### Aufgabe A
Wer ist laut dem Auszug über die Barenboim-Said Akademie deren Rektorin?

### Auszug
- - -

Verständigung durch Musik
Gleichberechtigte Stimmen in der Barenboim-Said Akademie, Berlin
Text: Emilia Stemmler
Mit Schwung zieht die junge Frau die schwere Eisentür auf, steuert auf die Rezeptionistin zu und wird wärmstens begrüßt. Ihre Braids fallen wie ein Vorhang um ihr Gesicht, als sie sich vorbeugt und das Anmeldeformular mit eilig geschriebenen Buchstaben füllt. Sie ist eine von über 80 Studierenden der Barenboim-Said Akademie, die ihren Sitz in Berlin direkt zwischen ihren Förderern – dem Auswärtigen Amt und der Beauftragten der Bundesregierung für Kultur und Medien – hat.
Dass das Wintersemester überhaupt stattfindet, ist aufgrund der Ereignisse der zurückliegenden Wochen nicht selbstverständlich. „Wir erleben die größte Bewährungsprobe seit unserer Gründung“, erklärt die Rektorin Regula Rapp. „Wir haben sowohl israelische als auch palästinensische Studierende, die direkt betroffen sind und um ihre Familien und Freunde bangen. Am Anfang waren sie so unter Schock, dass wir ihnen freigestellt haben, ob sie am Studium teilnehmen.“ In der Zwischenzeit habe sich gezeigt, dass die Studierenden dankbar sind für die Ablenkung, die ein geregelter Semesterbetrieb bietet.

- - -

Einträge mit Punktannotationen
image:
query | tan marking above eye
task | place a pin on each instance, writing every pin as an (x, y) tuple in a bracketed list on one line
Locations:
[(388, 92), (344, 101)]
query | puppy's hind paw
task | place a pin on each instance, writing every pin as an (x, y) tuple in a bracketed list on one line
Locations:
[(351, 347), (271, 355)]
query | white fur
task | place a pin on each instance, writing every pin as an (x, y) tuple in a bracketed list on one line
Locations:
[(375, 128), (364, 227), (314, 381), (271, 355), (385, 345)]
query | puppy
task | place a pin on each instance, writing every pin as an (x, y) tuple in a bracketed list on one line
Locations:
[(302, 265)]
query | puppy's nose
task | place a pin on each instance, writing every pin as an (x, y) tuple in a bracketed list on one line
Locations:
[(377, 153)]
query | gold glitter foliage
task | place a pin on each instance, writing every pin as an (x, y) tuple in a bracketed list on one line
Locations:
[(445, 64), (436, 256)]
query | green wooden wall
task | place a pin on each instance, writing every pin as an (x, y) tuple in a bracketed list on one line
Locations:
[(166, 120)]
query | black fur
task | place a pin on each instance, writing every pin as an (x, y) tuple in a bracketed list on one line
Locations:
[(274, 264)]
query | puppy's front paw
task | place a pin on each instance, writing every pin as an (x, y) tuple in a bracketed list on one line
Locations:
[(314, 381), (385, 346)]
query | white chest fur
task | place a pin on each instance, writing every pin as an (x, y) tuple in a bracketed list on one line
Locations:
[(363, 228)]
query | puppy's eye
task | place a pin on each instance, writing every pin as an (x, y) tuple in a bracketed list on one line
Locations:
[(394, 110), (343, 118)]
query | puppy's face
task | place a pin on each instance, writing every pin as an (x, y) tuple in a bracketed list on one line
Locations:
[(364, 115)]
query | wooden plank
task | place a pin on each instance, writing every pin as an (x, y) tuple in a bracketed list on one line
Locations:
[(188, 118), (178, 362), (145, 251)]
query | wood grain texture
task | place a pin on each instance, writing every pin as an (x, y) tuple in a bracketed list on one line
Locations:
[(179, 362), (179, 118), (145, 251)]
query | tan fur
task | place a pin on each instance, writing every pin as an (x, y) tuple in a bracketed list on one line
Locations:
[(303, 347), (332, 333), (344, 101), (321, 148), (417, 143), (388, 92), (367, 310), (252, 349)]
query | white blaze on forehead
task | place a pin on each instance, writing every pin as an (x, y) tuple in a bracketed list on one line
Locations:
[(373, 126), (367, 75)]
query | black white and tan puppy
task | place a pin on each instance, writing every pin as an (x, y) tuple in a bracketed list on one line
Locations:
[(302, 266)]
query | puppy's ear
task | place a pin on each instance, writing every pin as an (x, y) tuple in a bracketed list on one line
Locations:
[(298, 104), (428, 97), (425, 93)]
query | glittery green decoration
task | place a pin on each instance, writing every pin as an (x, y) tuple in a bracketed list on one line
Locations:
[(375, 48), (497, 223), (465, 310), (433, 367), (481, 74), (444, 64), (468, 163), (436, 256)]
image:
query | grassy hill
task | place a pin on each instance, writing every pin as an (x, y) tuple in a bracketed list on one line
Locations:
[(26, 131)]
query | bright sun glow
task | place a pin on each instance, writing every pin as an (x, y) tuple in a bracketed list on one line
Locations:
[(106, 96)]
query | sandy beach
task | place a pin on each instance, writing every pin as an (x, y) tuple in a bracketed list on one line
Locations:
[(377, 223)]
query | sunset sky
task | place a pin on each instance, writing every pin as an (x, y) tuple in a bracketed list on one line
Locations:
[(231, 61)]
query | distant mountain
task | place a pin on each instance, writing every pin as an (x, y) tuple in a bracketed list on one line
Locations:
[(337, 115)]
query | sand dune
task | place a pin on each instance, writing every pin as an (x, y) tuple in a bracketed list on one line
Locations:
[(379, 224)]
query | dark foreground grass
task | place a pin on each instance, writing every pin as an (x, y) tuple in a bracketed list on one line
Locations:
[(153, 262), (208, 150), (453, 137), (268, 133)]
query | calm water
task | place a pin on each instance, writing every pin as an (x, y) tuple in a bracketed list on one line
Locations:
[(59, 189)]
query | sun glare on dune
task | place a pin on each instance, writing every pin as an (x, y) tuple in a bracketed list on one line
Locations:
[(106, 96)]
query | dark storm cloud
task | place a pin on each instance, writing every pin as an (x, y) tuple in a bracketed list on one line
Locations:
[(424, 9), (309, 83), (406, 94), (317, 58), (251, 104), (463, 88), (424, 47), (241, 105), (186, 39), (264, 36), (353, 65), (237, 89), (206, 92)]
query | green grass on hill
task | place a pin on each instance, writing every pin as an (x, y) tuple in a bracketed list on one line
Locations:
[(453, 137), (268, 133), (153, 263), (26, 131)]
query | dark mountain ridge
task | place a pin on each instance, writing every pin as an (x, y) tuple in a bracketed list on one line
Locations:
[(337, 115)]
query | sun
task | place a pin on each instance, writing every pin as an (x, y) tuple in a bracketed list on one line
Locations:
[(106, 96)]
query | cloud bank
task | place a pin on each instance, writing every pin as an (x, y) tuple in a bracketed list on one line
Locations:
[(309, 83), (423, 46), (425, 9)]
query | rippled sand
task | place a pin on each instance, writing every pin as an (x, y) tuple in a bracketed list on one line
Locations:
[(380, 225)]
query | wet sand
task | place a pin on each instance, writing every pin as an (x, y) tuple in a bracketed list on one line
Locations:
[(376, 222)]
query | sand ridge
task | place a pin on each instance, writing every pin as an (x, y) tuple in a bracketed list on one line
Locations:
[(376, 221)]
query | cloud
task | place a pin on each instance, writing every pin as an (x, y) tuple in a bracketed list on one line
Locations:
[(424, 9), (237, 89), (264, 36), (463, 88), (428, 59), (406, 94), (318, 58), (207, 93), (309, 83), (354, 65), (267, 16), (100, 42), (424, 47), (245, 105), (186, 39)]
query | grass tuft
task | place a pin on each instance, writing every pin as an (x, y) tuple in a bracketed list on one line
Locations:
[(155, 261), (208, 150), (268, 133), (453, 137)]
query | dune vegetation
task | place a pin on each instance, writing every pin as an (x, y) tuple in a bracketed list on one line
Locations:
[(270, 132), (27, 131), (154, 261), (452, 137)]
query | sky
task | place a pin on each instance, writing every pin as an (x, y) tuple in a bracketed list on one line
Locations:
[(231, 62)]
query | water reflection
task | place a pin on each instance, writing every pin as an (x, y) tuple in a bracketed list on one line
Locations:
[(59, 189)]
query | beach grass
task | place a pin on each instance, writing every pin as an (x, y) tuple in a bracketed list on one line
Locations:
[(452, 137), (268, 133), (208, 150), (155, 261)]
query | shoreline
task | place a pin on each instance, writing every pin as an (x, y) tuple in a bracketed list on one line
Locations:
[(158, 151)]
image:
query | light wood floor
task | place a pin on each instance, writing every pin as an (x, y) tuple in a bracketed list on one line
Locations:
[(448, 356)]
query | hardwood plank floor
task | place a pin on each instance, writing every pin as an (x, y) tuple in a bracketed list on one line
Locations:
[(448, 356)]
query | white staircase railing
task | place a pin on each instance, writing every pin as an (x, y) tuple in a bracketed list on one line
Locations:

- - -

### Aufgabe B
Entnehmen Sie den Einträgen folgende Zeilen wortgetreu: Beginnen Sie bei der Zeile mit „query | grass tuft“ und enden Sie nach der Zeile mit „[(155, 261), (208, 150), (268, 133), (453, 137)]“.

### Schriftliche Lösung A
Regula Rapp.

### Schriftliche Lösung B
query | grass tuft
task | place a pin on each instance, writing every pin as an (x, y) tuple in a bracketed list on one line
Locations:
[(155, 261), (208, 150), (268, 133), (453, 137)]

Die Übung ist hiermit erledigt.